YOUR INSTRUCTIONS:
Look through the lines below and extract each one that contains "metal".
** Opening DATASET EXTRACT block **
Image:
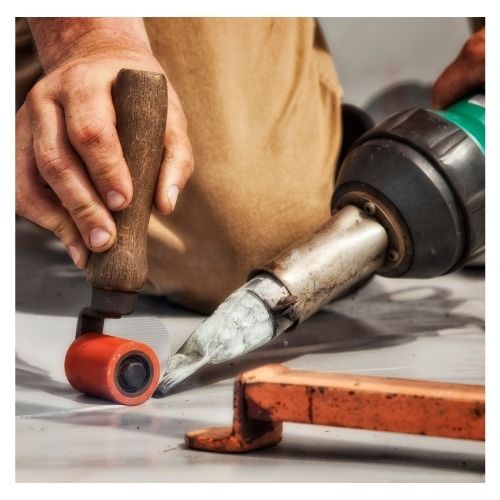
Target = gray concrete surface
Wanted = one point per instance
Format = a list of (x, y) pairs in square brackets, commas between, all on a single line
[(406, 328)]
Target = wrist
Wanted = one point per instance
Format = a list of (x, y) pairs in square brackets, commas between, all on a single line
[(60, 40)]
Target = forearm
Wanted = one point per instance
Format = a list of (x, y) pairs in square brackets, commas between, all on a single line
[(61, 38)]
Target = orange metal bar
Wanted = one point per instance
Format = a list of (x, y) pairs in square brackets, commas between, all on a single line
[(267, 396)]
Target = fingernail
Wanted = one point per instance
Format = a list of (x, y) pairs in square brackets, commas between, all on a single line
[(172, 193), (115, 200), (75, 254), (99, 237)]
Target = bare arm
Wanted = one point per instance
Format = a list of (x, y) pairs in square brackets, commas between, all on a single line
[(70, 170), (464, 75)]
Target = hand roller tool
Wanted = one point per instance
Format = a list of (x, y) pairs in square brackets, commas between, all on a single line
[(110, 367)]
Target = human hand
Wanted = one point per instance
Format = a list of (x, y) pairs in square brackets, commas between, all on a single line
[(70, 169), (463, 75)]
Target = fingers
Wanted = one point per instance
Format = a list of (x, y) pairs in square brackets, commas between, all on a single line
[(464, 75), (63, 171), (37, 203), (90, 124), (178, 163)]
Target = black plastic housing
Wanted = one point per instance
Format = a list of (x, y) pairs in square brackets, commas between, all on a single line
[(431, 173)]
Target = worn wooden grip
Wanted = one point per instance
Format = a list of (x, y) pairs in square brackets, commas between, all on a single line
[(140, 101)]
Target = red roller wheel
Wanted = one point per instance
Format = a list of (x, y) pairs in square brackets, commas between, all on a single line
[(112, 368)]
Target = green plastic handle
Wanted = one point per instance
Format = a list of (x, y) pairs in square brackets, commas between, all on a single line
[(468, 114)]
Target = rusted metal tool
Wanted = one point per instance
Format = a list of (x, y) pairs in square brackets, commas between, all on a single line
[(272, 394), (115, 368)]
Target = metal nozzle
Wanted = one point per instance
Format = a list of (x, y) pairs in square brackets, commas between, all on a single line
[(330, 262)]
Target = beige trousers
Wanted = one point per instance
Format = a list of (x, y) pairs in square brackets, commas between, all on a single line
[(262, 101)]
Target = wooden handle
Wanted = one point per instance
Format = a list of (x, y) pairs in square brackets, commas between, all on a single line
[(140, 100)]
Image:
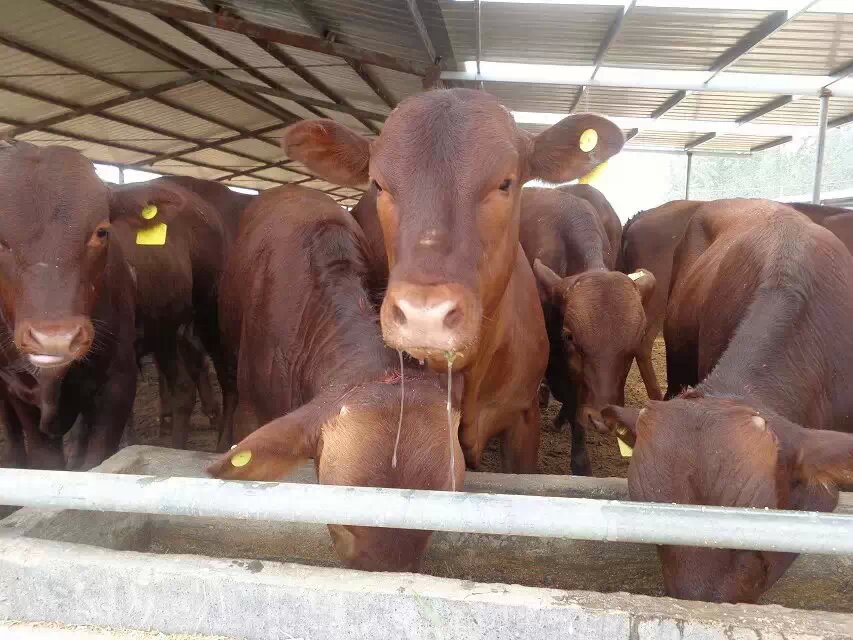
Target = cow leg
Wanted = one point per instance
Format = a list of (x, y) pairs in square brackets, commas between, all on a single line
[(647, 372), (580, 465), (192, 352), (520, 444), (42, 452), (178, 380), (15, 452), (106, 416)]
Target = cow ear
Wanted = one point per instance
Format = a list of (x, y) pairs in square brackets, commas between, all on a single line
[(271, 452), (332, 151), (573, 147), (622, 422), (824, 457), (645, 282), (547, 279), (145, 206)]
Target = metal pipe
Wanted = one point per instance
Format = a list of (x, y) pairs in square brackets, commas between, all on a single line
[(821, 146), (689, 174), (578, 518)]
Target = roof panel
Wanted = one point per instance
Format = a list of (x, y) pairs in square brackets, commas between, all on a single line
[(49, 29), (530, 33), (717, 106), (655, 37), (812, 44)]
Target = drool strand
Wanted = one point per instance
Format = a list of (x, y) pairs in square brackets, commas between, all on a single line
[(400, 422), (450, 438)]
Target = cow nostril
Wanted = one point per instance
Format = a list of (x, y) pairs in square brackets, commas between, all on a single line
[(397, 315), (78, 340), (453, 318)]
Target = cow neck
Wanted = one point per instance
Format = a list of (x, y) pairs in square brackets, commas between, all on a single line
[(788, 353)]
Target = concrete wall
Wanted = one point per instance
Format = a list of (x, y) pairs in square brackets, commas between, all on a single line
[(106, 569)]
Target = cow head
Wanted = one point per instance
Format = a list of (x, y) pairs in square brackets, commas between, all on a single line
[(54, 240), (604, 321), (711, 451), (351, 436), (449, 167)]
** Closing DATASET EXTRACT block **
** Opening DATASET EXTRACT block **
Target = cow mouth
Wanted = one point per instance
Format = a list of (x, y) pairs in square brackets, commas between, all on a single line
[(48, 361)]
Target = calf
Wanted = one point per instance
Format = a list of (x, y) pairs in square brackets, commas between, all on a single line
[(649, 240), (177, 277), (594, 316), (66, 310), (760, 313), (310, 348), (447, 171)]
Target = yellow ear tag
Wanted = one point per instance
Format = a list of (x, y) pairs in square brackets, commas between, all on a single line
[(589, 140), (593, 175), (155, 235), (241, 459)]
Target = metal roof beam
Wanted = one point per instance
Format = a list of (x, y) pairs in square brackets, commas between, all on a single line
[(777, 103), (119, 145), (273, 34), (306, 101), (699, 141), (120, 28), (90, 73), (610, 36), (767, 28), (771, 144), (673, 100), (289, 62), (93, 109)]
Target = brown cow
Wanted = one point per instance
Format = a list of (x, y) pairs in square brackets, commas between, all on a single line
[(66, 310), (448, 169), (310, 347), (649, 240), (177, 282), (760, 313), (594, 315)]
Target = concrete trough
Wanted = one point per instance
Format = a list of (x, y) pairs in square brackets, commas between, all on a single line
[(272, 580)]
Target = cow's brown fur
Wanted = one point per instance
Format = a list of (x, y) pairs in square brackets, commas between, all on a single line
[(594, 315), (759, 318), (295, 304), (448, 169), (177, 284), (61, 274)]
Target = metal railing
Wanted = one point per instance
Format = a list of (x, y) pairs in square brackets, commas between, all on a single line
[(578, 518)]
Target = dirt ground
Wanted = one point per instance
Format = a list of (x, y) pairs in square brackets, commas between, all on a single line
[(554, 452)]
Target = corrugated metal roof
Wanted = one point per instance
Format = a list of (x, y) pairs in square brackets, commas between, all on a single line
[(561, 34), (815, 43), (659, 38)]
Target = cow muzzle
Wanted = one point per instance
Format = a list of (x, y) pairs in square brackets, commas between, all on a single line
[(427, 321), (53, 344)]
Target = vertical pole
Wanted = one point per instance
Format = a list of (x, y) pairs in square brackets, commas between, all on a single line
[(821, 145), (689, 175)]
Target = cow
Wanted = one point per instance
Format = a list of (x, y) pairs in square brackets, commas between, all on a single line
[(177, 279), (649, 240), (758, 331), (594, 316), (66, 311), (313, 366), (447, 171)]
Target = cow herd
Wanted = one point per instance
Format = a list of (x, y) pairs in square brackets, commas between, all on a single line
** Closing DATASET EXTRACT block **
YOUR SOLUTION:
Target = orange metal bar
Target = rusted metal tool
Target = metal nozzle
Target = metal pipe
Target = metal roof beam
Target = metal railing
Target = corrugated metal roof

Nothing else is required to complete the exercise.